Your instructions: Scale every bounding box coordinate in the answers of the records below by 1.1, rounding to whole numbers with halves going up. Reproduce all lines, requests included, unchanged except for those coordinates, and omit the pictures.

++++++++++++++++++++

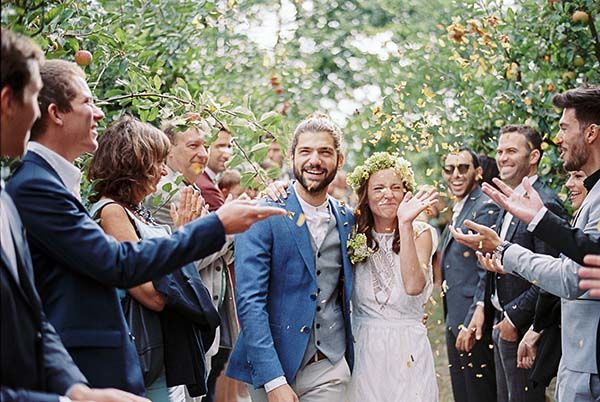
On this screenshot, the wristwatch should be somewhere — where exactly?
[494,240,512,264]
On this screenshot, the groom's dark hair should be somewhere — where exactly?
[290,112,342,155]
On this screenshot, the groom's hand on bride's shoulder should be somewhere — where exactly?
[267,384,299,402]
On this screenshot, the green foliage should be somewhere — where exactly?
[1,0,600,203]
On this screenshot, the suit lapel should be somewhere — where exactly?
[1,198,38,315]
[574,181,600,229]
[23,151,67,188]
[329,198,352,294]
[284,188,317,280]
[443,186,481,252]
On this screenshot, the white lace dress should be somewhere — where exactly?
[348,222,438,402]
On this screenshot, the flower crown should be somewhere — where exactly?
[346,152,416,191]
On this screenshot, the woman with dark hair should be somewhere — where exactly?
[348,152,438,402]
[89,116,213,402]
[477,154,500,187]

++++++++++++++++++++

Answer to the exercise:
On this screenshot, the wristwatch should be somewhere — where exactly?
[543,264,563,290]
On this screenshot, the groom's dark hair should be somewhere — where exactly?
[319,123,376,171]
On this screenshot, the groom's hand on bride's shoulder should be somewhere — where exactly?
[294,422,329,442]
On this screenshot, the green foliage should be somewhere — where exactly?
[1,0,660,223]
On this screenshot, the suit lapel should be somewhere — where exactly?
[1,218,42,347]
[631,199,660,252]
[25,166,74,207]
[362,218,387,323]
[312,207,349,308]
[487,205,529,277]
On this screenshot, the white lace dress should be somewhere — where exactly?
[383,244,482,442]
On this screenshot, the flower crown should be somewhere — where exactly?
[381,167,458,210]
On this screenshot, the woman with dark hair should be somewhere — where exactly?
[383,167,482,442]
[98,128,234,442]
[525,169,550,206]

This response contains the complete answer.